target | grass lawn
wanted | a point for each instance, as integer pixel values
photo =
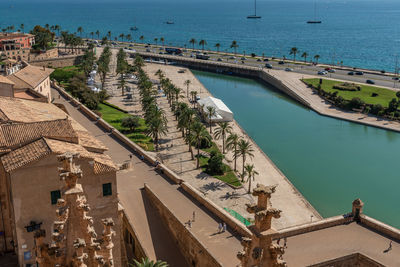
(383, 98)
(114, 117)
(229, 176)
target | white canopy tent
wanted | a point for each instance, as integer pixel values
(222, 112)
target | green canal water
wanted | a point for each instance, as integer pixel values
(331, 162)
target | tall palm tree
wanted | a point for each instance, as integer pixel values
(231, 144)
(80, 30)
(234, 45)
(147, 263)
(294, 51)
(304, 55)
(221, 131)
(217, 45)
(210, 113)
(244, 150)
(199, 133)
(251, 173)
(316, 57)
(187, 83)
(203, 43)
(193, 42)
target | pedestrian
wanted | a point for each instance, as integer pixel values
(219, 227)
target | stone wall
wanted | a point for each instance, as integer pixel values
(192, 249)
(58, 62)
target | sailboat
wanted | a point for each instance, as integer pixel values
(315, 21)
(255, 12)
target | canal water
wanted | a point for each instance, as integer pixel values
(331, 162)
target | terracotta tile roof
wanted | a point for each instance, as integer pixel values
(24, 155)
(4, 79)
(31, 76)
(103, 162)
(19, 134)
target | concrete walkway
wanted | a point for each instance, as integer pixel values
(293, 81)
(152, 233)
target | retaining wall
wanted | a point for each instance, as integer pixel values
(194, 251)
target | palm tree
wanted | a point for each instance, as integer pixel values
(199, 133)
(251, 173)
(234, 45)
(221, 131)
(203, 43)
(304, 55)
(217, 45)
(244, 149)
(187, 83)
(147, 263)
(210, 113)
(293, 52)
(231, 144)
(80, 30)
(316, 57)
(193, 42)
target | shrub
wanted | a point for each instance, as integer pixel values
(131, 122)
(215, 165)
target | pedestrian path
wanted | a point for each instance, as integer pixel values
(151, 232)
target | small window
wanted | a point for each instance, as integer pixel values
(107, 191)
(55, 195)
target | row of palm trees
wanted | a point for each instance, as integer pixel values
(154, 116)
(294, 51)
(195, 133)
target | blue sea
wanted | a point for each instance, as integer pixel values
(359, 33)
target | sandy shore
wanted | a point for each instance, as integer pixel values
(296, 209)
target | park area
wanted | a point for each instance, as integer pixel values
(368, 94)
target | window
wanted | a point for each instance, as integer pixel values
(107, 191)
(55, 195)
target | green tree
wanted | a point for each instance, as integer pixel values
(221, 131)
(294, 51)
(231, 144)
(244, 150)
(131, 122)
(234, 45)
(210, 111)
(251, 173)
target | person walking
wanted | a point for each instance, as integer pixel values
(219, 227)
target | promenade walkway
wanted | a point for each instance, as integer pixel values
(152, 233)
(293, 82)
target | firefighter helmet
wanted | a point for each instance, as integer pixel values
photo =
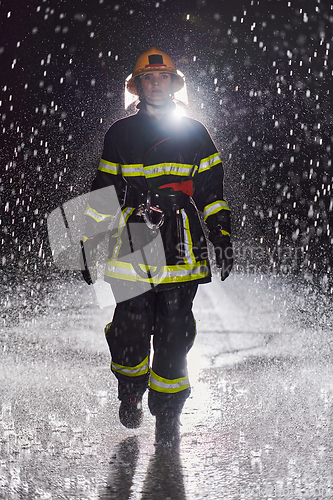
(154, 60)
::::::::
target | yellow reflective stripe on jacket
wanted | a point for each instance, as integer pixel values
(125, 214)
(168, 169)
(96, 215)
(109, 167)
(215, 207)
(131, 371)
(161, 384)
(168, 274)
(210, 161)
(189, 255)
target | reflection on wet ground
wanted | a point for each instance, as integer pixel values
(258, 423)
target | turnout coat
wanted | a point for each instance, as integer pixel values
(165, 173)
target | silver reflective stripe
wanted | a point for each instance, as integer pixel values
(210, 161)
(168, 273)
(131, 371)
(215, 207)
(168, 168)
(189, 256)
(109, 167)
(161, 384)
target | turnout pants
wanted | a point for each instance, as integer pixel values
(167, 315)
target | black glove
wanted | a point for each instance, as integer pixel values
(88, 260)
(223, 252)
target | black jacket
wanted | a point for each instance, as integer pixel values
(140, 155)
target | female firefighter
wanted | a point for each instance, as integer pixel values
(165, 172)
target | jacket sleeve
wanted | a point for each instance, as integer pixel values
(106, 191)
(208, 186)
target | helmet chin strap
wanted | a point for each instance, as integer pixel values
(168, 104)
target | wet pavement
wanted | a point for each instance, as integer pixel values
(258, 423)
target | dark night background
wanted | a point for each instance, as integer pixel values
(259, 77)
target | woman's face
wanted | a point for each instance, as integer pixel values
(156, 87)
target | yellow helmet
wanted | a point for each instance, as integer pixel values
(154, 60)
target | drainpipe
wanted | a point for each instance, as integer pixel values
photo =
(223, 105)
::::::::
# Exercise brief:
Where does "walkway" appear in the records above? Copy each line that holds it.

# Reply to the exercise:
target | concrete walkway
target | promenade walkway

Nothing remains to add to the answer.